= EXCERPTED TEXT =

## Start

I agree with adding alias.

we did talk about it here: #258 (comment)

At that time we overlooked the use-case highlighted here 🙃

I had this quick thought about custom check methods, where users can specify the class attribute name or the alias in a check...

I think the alias should overwrite the variable name. That's what pydantic does. It simplifies the implementation and clarifies the user code since the final schema columns will always be referenced by their alias (except in the declaration obviously).

It's straightforward to add this feature since the underlying FieldInfo already asks for a name when it converts to column or index. See https://github.com/pandera-dev/pandera/blob/31fe07b30b267527ecea7f6b1435f49b6b963abf/pandera/model_components.py#L73-L80

We'll need to first collect the optional aliases from the fields, construct the final names and modify this line: https://github.com/pandera-dev/pandera/blob/31fe07b30b267527ecea7f6b1435f49b6b963abf/pandera/model.py#L102

cosmicBboy commented 3 years ago

I think the alias should overwrite the variable name. That's what pydantic does

cool, this makes sense to me!

@jeffzi or @Fesche let me know if either of you want to work on this, I'm still working on a fairly heavy-lift-of-a-PR https://github.com/pandera-dev/pandera/pull/314 and won't be able to get to this for a few weeks.

## End

= RECORD SET =
## Start

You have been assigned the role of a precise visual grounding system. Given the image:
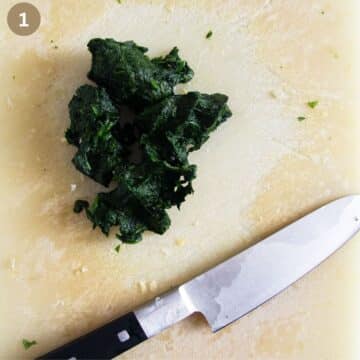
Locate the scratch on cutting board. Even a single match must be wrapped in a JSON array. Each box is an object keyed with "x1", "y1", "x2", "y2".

## End
## Start

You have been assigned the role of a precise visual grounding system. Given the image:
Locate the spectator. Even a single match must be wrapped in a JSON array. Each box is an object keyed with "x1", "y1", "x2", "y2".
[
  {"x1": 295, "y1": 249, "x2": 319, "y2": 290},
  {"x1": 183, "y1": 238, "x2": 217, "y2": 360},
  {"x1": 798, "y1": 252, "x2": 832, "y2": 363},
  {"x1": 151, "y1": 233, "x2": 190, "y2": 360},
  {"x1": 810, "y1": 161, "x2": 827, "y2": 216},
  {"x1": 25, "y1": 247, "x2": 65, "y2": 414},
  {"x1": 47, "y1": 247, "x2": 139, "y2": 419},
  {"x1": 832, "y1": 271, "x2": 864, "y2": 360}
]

## End
## Start

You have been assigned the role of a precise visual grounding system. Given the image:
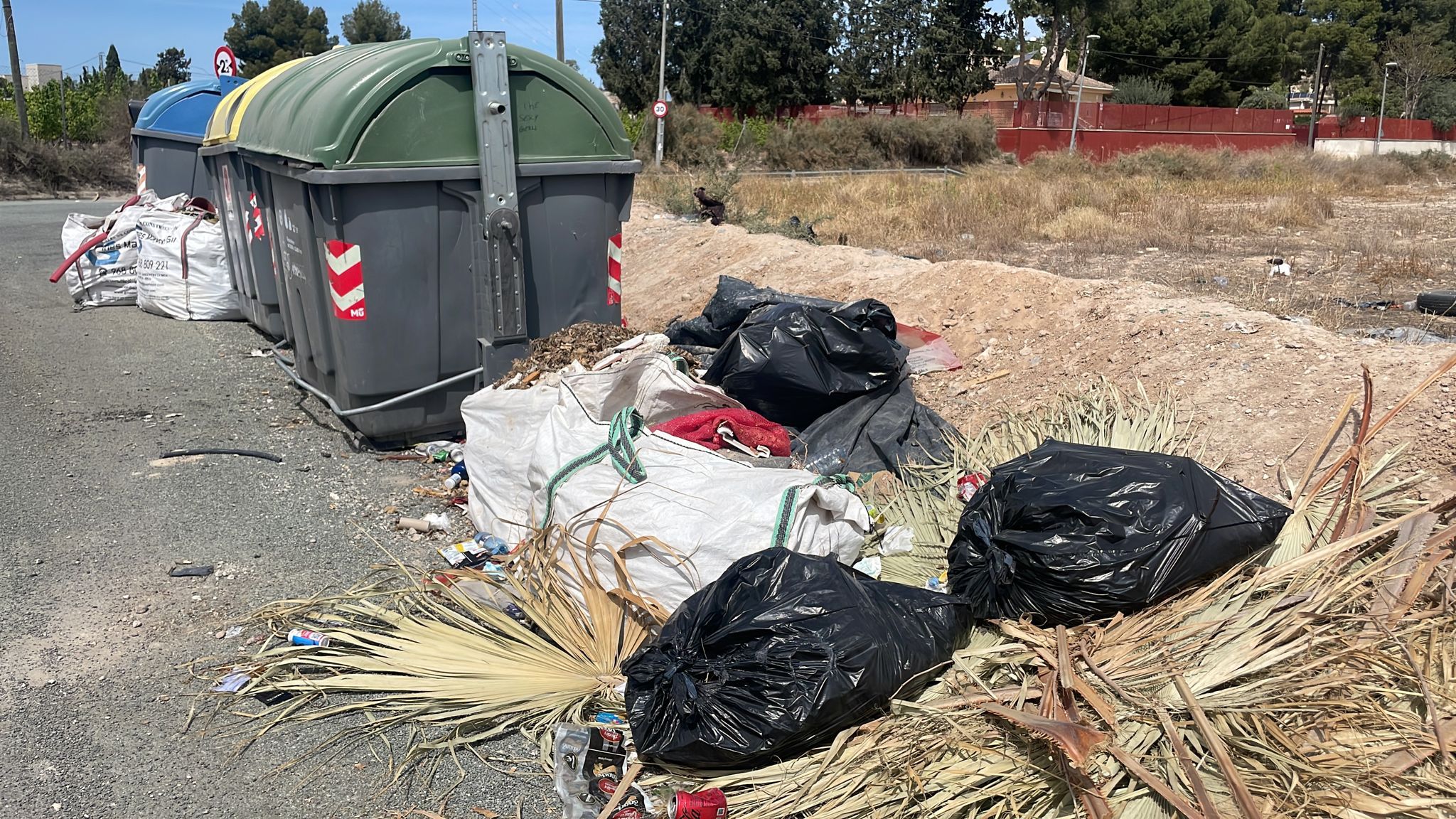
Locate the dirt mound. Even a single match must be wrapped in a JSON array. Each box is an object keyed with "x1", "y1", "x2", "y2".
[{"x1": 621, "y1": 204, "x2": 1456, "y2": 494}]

## End

= DIRECTIVE 1 =
From the alias discussion, set down the stretch from "cool, this makes" through "a few weeks.".
= DIRECTIVE 2 =
Condense the paragraph of the alias discussion that begins "I think the alias should overwrite" into a short bulleted list, keeping its main points.
= DIRECTIVE 3 =
In the alias discussion, which library is cited as one where the alias overwrites the variable name?

= EXPECTED OUTPUT 1 =
cool, this makes sense to me!

@jeffzi or @Fesche let me know if either of you want to work on this, I'm still working on a fairly heavy-lift-of-a-PR https://github.com/pandera-dev/pandera/pull/314 and won't be able to get to this for a few weeks.

= EXPECTED OUTPUT 2 =
- The alias should overwrite the variable name, as pydantic does.
- This simplifies the implementation.
- It also clarifies user code, since final schema columns are always referenced by their alias (except in the declaration).

= EXPECTED OUTPUT 3 =
Pydantic.